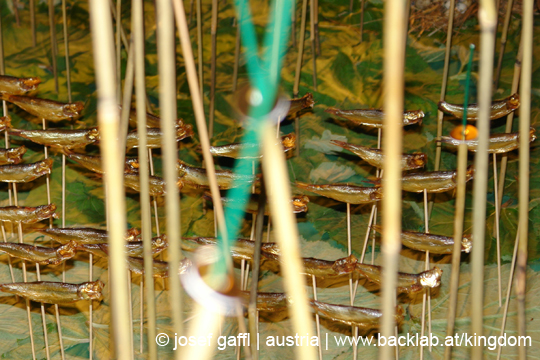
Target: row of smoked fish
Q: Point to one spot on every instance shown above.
(94, 241)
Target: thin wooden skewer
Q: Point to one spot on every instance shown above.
(28, 308)
(508, 291)
(54, 46)
(440, 114)
(504, 36)
(394, 55)
(458, 235)
(213, 32)
(102, 39)
(144, 165)
(300, 50)
(312, 38)
(317, 320)
(524, 164)
(497, 233)
(509, 122)
(487, 43)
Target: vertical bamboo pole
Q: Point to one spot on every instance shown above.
(54, 45)
(213, 68)
(102, 35)
(167, 96)
(394, 55)
(146, 221)
(487, 17)
(524, 153)
(440, 114)
(458, 236)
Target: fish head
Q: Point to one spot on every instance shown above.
(300, 203)
(413, 117)
(46, 211)
(93, 134)
(74, 109)
(15, 154)
(431, 278)
(418, 160)
(68, 250)
(30, 84)
(91, 290)
(132, 234)
(45, 166)
(183, 132)
(513, 102)
(466, 243)
(5, 122)
(288, 141)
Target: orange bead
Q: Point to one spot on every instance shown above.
(471, 132)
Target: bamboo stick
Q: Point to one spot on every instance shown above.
(275, 173)
(102, 36)
(502, 47)
(300, 51)
(440, 114)
(146, 220)
(508, 291)
(524, 155)
(54, 46)
(458, 235)
(213, 68)
(394, 55)
(487, 43)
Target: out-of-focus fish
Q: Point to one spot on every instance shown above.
(351, 194)
(375, 157)
(432, 181)
(67, 138)
(234, 150)
(498, 143)
(435, 244)
(25, 172)
(12, 156)
(499, 108)
(374, 117)
(55, 292)
(18, 86)
(46, 109)
(27, 215)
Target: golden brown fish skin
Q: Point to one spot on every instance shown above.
(498, 143)
(27, 215)
(22, 173)
(435, 244)
(12, 156)
(55, 292)
(197, 177)
(299, 203)
(304, 102)
(157, 184)
(153, 137)
(39, 254)
(499, 108)
(233, 150)
(375, 157)
(433, 181)
(84, 235)
(363, 318)
(351, 194)
(67, 138)
(374, 117)
(46, 109)
(18, 86)
(406, 283)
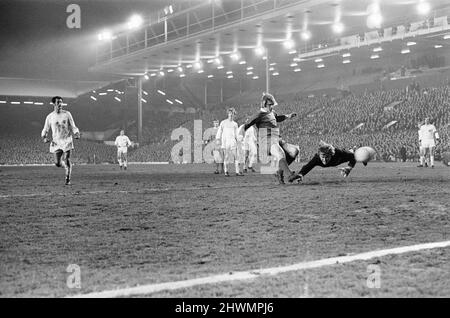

::::::::

Objective: Please reproduce every entry above word for word, leaving out the pictures.

Exercise response:
Target: row of smoked fish
Q: Point to one spot on every instance shown above.
(94, 241)
Target: thin wooden skewer
Q: Point to one spot on every instance shown above.
(28, 308)
(508, 291)
(54, 46)
(440, 114)
(504, 36)
(394, 55)
(458, 235)
(213, 32)
(102, 39)
(144, 165)
(300, 50)
(312, 38)
(317, 320)
(524, 164)
(497, 233)
(509, 122)
(487, 43)
Target: vertical bamboo pole
Q: Point to one spot on every instance shown above.
(54, 45)
(213, 68)
(102, 35)
(167, 96)
(394, 55)
(146, 221)
(487, 17)
(524, 153)
(440, 114)
(458, 236)
Target: fish head
Q: Point to one spot on every instance shown above.
(300, 203)
(413, 117)
(46, 211)
(93, 134)
(74, 109)
(15, 154)
(431, 278)
(418, 160)
(68, 250)
(30, 84)
(91, 290)
(132, 234)
(45, 166)
(183, 132)
(513, 102)
(466, 243)
(5, 122)
(288, 141)
Target: orange bead
Q: Point to one spot on every instance shown above.
(471, 132)
Target: bamboo stick
Q: Point to one spot on every instance shown above.
(275, 173)
(102, 36)
(502, 47)
(300, 51)
(440, 114)
(146, 220)
(508, 291)
(524, 155)
(54, 46)
(458, 235)
(213, 68)
(394, 55)
(487, 43)
Target: out-of-focus fish
Q: Point to one spot on every instance shown above.
(351, 194)
(375, 157)
(432, 181)
(67, 138)
(234, 150)
(498, 143)
(435, 244)
(25, 172)
(12, 156)
(499, 108)
(374, 117)
(55, 292)
(18, 86)
(46, 109)
(27, 215)
Target: golden brown fish skin
Q: Point to one spot on every instance shown above.
(498, 143)
(27, 215)
(22, 173)
(435, 244)
(12, 156)
(55, 292)
(197, 177)
(299, 203)
(304, 102)
(157, 184)
(153, 137)
(39, 254)
(499, 108)
(233, 150)
(375, 157)
(433, 181)
(84, 235)
(363, 318)
(351, 194)
(67, 138)
(374, 117)
(46, 109)
(18, 86)
(406, 283)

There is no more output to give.